- Set problem -
Display each line of the material below that contains the word "green", copying every such line in full.

○ ○ ○

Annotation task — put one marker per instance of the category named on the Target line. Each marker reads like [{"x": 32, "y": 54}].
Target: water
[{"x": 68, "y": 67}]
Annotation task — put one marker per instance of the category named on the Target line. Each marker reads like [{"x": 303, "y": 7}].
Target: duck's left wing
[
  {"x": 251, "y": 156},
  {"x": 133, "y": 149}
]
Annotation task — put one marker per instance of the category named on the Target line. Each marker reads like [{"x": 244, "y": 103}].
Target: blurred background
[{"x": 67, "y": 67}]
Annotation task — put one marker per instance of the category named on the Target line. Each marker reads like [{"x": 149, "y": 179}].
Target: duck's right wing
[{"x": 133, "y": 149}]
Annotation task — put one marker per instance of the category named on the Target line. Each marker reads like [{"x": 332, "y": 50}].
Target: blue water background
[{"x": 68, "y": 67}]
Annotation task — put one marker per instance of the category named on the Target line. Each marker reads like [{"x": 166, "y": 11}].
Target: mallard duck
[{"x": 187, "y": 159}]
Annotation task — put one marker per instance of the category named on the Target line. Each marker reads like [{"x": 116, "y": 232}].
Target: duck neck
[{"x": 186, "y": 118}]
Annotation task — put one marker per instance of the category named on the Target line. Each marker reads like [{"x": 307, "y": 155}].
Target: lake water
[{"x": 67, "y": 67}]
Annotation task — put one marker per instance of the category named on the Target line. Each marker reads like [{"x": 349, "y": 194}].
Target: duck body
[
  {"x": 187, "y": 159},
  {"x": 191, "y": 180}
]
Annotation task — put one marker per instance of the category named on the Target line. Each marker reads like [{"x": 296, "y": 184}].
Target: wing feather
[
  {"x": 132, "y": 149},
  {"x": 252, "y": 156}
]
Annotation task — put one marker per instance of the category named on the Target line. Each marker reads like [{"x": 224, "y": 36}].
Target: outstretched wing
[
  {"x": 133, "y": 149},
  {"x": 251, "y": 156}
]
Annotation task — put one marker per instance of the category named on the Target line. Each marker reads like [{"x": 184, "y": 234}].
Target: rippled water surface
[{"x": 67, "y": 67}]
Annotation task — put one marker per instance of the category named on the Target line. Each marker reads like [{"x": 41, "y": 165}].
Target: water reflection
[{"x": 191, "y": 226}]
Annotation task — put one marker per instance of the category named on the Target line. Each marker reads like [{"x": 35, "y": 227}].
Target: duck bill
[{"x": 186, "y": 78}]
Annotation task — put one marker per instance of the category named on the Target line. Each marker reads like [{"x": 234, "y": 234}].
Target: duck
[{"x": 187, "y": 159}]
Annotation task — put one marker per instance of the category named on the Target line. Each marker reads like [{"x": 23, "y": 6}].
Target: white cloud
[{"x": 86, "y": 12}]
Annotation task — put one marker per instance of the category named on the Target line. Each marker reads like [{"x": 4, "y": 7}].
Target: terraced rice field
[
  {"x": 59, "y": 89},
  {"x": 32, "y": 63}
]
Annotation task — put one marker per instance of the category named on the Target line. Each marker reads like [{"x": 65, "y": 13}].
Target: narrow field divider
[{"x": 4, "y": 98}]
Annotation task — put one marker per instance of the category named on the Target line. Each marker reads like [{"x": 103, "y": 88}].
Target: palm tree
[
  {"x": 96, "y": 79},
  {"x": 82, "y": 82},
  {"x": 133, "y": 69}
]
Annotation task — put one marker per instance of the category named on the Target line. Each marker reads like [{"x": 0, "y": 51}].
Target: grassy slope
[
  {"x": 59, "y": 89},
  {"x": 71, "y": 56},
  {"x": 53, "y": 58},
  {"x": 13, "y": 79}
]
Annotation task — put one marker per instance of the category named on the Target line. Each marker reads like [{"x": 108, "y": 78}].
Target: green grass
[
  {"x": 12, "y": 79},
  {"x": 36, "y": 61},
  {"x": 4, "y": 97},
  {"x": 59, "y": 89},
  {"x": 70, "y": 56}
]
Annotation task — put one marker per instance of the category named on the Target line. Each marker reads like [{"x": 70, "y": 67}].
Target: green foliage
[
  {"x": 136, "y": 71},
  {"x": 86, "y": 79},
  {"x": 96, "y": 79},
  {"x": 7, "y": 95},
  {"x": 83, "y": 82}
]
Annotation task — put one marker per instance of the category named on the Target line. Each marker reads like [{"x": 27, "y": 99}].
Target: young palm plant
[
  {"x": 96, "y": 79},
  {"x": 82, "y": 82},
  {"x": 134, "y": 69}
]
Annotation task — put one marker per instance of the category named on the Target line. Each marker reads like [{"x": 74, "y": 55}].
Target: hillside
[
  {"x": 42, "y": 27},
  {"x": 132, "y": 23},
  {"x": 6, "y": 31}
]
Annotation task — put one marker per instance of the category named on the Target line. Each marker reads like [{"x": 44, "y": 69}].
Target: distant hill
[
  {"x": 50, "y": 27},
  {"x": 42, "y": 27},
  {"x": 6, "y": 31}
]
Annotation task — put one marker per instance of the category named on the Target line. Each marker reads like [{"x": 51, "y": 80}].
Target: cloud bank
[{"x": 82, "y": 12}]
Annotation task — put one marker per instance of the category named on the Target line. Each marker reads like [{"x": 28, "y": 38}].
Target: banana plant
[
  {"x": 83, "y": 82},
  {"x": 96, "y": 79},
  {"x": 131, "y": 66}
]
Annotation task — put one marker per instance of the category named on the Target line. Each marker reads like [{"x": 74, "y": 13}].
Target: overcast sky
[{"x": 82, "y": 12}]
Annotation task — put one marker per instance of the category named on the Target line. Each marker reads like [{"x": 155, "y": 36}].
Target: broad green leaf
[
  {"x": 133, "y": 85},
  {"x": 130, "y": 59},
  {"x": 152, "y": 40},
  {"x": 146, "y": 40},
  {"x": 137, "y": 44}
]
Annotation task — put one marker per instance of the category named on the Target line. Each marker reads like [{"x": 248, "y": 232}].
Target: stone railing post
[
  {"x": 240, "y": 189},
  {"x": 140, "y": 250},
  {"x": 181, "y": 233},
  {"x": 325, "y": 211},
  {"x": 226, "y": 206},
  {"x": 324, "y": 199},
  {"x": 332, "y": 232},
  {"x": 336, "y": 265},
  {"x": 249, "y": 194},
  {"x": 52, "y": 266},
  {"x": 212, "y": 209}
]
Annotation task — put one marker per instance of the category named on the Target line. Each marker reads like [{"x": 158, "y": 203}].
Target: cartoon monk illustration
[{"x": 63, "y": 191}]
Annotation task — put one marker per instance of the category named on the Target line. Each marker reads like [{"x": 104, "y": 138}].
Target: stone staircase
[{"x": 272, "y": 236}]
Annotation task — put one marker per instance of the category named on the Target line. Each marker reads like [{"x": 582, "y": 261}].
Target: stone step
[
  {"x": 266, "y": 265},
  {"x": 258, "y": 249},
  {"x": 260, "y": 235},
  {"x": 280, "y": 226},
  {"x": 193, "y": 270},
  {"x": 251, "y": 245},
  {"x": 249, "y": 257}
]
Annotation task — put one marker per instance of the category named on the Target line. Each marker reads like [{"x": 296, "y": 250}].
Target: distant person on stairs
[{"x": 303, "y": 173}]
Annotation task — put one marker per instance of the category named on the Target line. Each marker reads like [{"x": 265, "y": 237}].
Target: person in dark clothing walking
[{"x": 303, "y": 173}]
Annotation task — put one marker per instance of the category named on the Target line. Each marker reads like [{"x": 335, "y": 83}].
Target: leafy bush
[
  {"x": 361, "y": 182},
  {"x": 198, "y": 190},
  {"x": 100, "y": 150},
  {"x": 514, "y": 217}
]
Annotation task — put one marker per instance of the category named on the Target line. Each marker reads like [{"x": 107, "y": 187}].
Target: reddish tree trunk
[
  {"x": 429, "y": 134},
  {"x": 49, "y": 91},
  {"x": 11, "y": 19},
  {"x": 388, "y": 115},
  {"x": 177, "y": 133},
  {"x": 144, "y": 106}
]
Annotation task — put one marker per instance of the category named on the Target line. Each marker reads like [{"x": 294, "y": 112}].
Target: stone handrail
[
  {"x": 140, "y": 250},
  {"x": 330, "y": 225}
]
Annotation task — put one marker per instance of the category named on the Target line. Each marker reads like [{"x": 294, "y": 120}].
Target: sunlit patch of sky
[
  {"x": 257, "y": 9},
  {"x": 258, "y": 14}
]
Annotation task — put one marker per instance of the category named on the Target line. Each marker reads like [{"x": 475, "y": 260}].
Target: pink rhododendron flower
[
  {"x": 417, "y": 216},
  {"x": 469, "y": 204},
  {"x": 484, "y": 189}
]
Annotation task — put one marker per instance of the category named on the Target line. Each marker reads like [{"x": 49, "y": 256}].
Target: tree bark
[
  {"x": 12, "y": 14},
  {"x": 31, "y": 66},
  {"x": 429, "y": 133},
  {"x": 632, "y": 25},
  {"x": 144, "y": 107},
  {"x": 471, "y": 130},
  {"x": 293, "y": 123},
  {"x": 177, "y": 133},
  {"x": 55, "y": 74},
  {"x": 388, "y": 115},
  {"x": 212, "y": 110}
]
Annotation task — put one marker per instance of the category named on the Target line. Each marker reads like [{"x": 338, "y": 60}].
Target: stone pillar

○ ○ ○

- The response -
Target: green grass
Target: green foliage
Target: broad green leaf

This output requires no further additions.